**Exercise instructions:**
A complete, exact retyping of the data below is required.
*** Begin section ***
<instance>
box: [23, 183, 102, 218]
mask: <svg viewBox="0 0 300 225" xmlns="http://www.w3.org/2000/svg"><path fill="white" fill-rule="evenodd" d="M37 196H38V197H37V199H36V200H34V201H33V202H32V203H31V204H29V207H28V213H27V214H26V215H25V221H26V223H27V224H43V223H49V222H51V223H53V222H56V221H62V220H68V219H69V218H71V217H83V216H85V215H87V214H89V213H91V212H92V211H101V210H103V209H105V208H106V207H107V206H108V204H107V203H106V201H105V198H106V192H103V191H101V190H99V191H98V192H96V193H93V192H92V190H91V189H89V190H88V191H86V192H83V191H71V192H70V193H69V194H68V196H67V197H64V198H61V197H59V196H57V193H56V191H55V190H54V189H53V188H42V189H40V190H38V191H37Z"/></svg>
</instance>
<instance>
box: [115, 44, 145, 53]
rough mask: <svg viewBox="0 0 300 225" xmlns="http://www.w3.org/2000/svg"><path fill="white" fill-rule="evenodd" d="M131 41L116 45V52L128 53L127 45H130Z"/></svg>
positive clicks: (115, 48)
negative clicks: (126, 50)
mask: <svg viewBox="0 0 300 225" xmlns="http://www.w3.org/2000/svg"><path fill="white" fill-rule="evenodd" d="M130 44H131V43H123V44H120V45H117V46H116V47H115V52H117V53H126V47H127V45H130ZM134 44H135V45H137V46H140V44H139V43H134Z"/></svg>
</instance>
*** End section ***
**Answer box:**
<instance>
box: [23, 183, 102, 218]
mask: <svg viewBox="0 0 300 225" xmlns="http://www.w3.org/2000/svg"><path fill="white" fill-rule="evenodd" d="M37 196H38V197H37V199H36V200H34V201H33V202H32V203H31V204H29V207H28V213H27V214H26V215H25V221H26V223H27V224H43V223H49V222H51V223H53V222H56V221H62V220H68V219H69V218H71V217H83V216H85V215H87V214H89V213H91V212H92V211H101V210H103V209H105V208H106V207H107V206H108V204H107V203H106V201H105V198H106V192H103V191H101V190H99V191H98V192H96V193H93V192H92V190H91V189H89V190H88V191H86V192H83V191H71V192H70V193H69V194H68V196H67V197H64V198H61V197H59V196H57V193H56V191H55V190H54V189H53V188H42V189H40V190H38V191H37Z"/></svg>
</instance>
<instance>
box: [115, 44, 145, 53]
rough mask: <svg viewBox="0 0 300 225" xmlns="http://www.w3.org/2000/svg"><path fill="white" fill-rule="evenodd" d="M131 41L116 45V52L128 53L127 45H130Z"/></svg>
positive clicks: (115, 48)
negative clicks: (126, 50)
mask: <svg viewBox="0 0 300 225" xmlns="http://www.w3.org/2000/svg"><path fill="white" fill-rule="evenodd" d="M130 44H131V43H123V44H120V45H117V46H116V47H115V52H117V53H126V47H127V45H130ZM134 44H135V45H137V46H140V44H139V43H134Z"/></svg>
</instance>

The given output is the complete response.